**EXTRACT PROVIDED**
============

# "Gifting":is there a tax beneficial way for me to help out my parents?



## aloleary (2 May 2007)

Hello,
    I have herd the term gifting used plenty of times and usually in a scenario of parents gifting to thier kids to help them out...

Just wondering if it works the other way... I am in a position now where I can help out my parents (for all the money they funnelled into me) by paying them back...

However was wondering is there a way for me to "gift" this money or some such tax benificial way of doing this ???

Any help/info appreciated.
Regards
-al-


----------



## Purple (2 May 2007)

*Re: "Gifting"*

You can give them about €50'000 AFAIK.


----------



## CCOVICH (2 May 2007)

You may be able to covenant them the money-the criteria are outlined in the [broken link removed], but are quite restrictive.

Otherwise, anyone can receive a gift of up to €3,000 per annum without tax implications-I'm not sure if the €3,000 goes towards the lifetime thresholds for CAT purposes.

For larger sums, the CAT threshold for your parents is nearly €50,000, but this can be increased to nearly €500k in certain circumstances.


----------



## Graham_07 (3 May 2007)

============

From the forum thread above about gifting money to parents, copy word for word the part that starts with "Just wondering if" and ends with "doing this ???".

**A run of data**
============

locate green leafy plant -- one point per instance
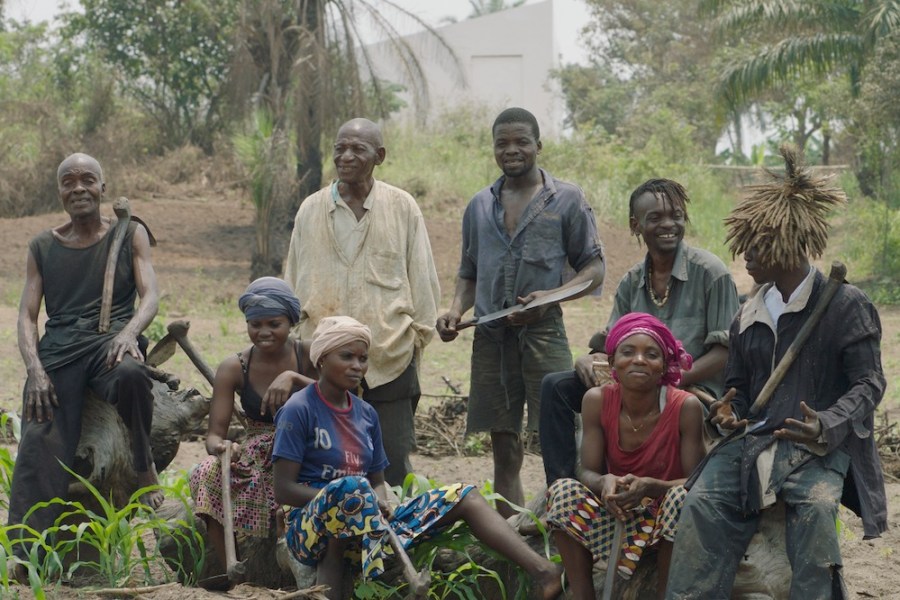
(110, 542)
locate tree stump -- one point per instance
(104, 455)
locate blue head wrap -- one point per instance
(270, 297)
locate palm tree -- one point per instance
(311, 70)
(796, 38)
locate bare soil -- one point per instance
(205, 241)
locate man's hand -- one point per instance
(124, 343)
(584, 368)
(807, 430)
(278, 393)
(446, 325)
(40, 397)
(722, 415)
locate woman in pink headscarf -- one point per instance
(642, 438)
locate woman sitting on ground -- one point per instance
(642, 437)
(329, 463)
(265, 375)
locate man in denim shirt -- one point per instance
(518, 236)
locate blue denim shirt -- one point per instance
(557, 229)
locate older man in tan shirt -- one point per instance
(360, 248)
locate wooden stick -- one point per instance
(123, 213)
(418, 582)
(610, 582)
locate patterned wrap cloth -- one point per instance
(347, 507)
(573, 508)
(252, 488)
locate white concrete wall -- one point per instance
(503, 59)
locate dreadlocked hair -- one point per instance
(783, 220)
(672, 190)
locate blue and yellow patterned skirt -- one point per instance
(348, 508)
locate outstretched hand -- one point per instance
(630, 491)
(446, 325)
(721, 413)
(124, 343)
(807, 430)
(40, 397)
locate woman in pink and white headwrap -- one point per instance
(642, 438)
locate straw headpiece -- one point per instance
(784, 218)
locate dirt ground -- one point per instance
(202, 259)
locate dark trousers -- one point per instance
(561, 395)
(396, 403)
(38, 475)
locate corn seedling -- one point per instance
(107, 541)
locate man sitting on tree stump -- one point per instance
(66, 269)
(810, 444)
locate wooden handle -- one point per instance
(835, 280)
(230, 553)
(418, 582)
(123, 213)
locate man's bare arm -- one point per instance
(40, 397)
(148, 291)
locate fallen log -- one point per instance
(104, 454)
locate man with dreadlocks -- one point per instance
(811, 446)
(688, 289)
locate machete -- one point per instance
(557, 296)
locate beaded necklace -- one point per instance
(660, 302)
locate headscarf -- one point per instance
(334, 332)
(270, 297)
(676, 357)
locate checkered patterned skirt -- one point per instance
(574, 509)
(252, 488)
(348, 508)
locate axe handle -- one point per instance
(123, 213)
(835, 280)
(178, 330)
(418, 582)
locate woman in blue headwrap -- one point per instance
(265, 375)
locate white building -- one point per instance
(502, 59)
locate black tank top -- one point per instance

============

**ANSWER TO THIS TASK**
Just wondering if it works the other way... I am in a position now where I can help out my parents (for all the money they funnelled into me) by paying them back...

However was wondering is there a way for me to "gift" this money or some such tax benificial way of doing this ???